**Problem statement:**
Your answer should hold each line of the material that contains the word "below".

**Data shown:**
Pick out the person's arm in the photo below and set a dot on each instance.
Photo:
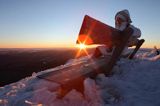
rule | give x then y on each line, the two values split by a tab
136	32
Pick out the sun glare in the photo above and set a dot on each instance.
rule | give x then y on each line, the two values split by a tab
82	46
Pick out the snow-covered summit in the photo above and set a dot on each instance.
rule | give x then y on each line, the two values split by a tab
134	83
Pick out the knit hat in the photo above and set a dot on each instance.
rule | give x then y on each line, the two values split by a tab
124	14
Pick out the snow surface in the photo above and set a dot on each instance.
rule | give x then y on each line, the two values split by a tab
133	83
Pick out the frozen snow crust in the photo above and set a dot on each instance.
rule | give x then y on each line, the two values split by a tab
133	83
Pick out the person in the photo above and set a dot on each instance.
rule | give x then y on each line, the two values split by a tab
122	21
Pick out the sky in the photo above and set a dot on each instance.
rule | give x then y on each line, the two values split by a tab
56	23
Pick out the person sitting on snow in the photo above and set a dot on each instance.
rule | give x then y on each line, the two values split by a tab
122	21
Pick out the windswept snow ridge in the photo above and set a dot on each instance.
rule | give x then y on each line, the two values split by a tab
134	83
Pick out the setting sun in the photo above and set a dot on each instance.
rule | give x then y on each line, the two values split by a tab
81	46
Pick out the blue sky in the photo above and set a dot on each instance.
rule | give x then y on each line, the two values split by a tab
56	23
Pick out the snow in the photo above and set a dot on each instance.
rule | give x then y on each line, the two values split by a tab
133	83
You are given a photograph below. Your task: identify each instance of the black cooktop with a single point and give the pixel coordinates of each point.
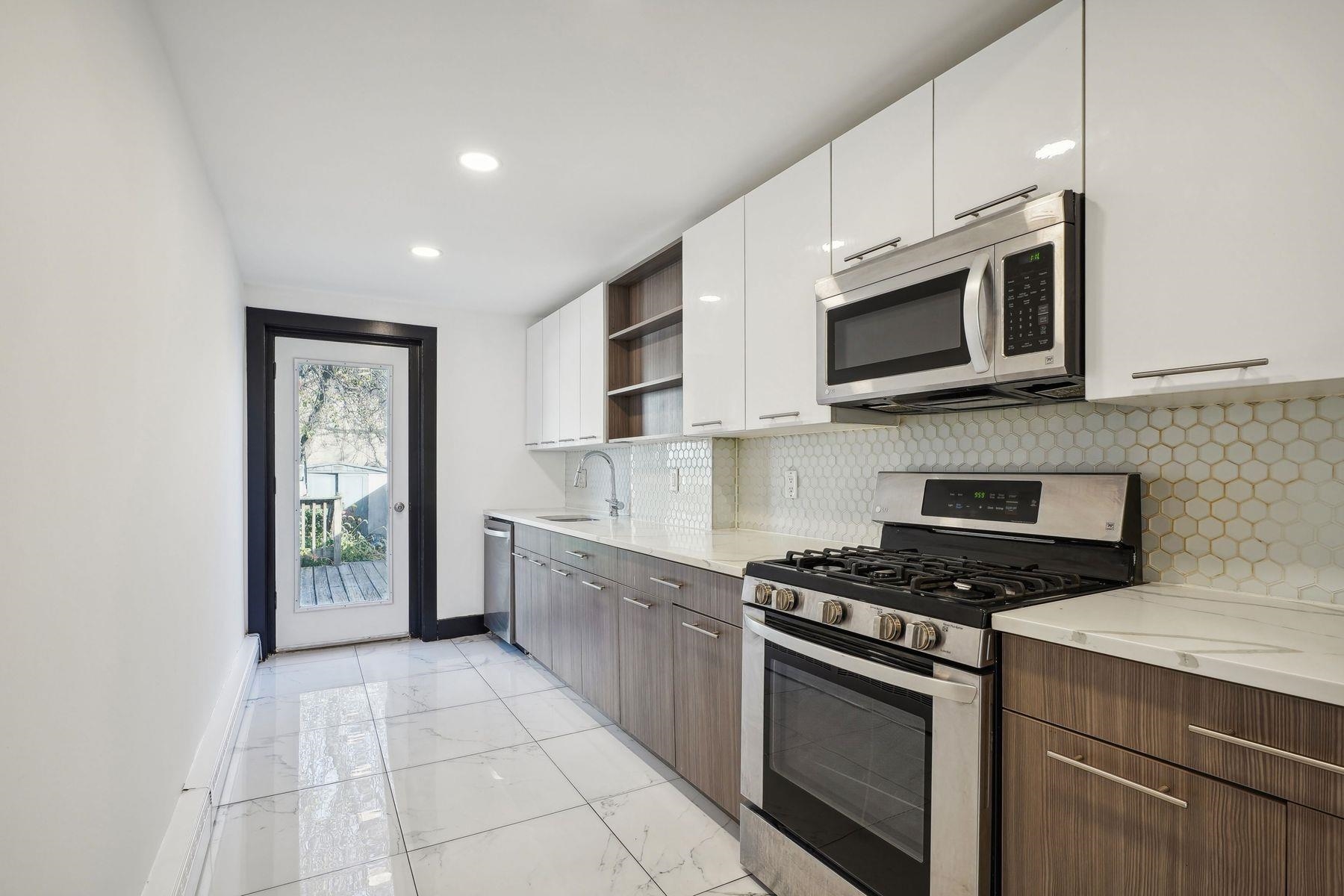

**Result of the exercise:**
Pick out the person's arm in the photo below and set a dot on each instance.
You are given a photograph below. Your task: identify each instance of the black cooktop with a single point and give the pixel coordinates of each point.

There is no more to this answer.